Document section -
-*-

As a sole trader your business profit IS your personal income — there is no separate company tax, and no PAYG is taken out for you. You report your profit on your individual return and pay at the personal rates. Here is how the brackets, offsets and Medicare actually land on a tradie income — with the numbers.
The 2025-26 resident rates
| Taxable income | Rate | Tax on that income |
|---|---|---|
| $0 – $18,200 | 0% | Nil |
| $18,201 – $45,000 | 16% | 16c per $1 over $18,200 |
| $45,001 – $135,000 | 30% | $4,288 + 30c per $1 over $45,000 |
| $135,001 – $190,000 | 37% | $31,288 + 37c per $1 over $135,000 |
| $190,001+ | 45% | $51,638 + 45c per $1 over $190,000 |
Plus the Medicare levy of 2%. From 1 July 2026 the second bracket drops from 16% to 15% (legislated). Most tradies on $60k–$120k sit in the 30% band, so that cut only touches the $18,201–$45,000 slice — useful, not transformational.
The tax-free threshold is one per person — not per job
The $18,200 tax-free threshold is a single allowance across all your income. Wages, ABN profit and interest are added into one taxable income, and the threshold sits at the bottom. Example: $50k PAYG wages + $30k net ABN profit → you are assessed on $80k, with the threshold and brackets applied once. Claim the tax-free threshold at your main employer; your ABN income gets no separate threshold — which is exactly why the ATO puts you on PAYG instalments, so you are not hit with a lump-sum bill. See PAYG Instalments.
LITO — the low-income tax offset
Maximum $700 if taxable income is $37,500 or less; it tapers by 5c per $1 to $45,000, then 1.5c per $1 to $66,667, and is nil from $66,668. Applied automatically. With the threshold plus full LITO you earn about $22,575 before any net income tax. At tradie incomes it fades fast: roughly $100 at $60k, $0 by ~$80k, and nothing above $66,667.
Medicare levy — and the surcharge that catches single tradies
- Medicare levy: 2% of taxable income — almost everyone earning over ~$34,027 pays the full 2% (about $1,200 at $60k, $2,000 at $100k).

-*-

Source material -
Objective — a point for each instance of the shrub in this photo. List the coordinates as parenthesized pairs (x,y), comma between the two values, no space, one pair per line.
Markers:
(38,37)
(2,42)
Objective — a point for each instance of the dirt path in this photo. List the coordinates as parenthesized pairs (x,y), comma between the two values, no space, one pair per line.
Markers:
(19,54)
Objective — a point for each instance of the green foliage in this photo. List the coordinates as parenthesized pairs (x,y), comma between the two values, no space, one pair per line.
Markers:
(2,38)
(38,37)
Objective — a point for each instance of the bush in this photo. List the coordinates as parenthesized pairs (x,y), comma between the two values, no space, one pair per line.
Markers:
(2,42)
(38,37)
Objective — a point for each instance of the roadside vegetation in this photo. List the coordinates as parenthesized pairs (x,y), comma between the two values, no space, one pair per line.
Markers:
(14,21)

-*-

Explore the material -
A - In the sole trader tax text, what is the largest low-income tax offset, and up to what taxable income is it paid in full?
B - Check each statement against the sole trader tax text and say yes or no, quoting the words that decide it:
(i) The second tax bracket falls from 16% to 15% starting 1 July 2026.
(ii) Income from an ABN comes with its own tax-free threshold.
(iii) A sole trader pays a separate company tax on business profit.
C - Proceed with the sole trader tax text, picking up after its last line on the Medicare levy.
The data can be left aside; nothing here depends on it.

Answers to the exercises -
A - The maximum is $700, paid in full when taxable income is $37,500 or less.

B -
(i) Yes: "From 1 July 2026 the second bracket drops from 16% to 15% (legislated)."
(ii) No: "your ABN income gets no separate threshold"
(iii) No: "there is no separate company tax"

C -
- Medicare Levy Surcharge (MLS): an EXTRA 1%–1.5%, but only if your income is over the threshold (singles ~$101k, families ~$202k) AND you do not hold private hospital cover. A single tradie around $100k+ with no hospital cover can cop it — and basic hospital cover is often cheaper than the surcharge.
The small business income tax offset
A sole trader (or someone with a share of partnership/trust small-business income) with aggregated turnover under $5M gets a 16% offset on the tax attributable to business income — capped at $1,000 a year, applied automatically. Worked example: business income $50k of $100k total; if $18,000 of tax is attributable to the business, 16% = $2,880 — but it is capped at $1,000.
What to set aside
No PAYG comes out for you, so set money aside as you earn. 20–30% of profit is a rough guide, but your real rate depends on total income — and remember the 2% Medicare on top.
Common mistakes
- Thinking each job or source gets its own tax-free threshold — it is one allowance across all income.
- Forgetting the 2% Medicare levy on top of the bracket rate.
- Getting caught by MLS around $100k+ with no private hospital cover.
- Spending the tax portion of your ABN profit.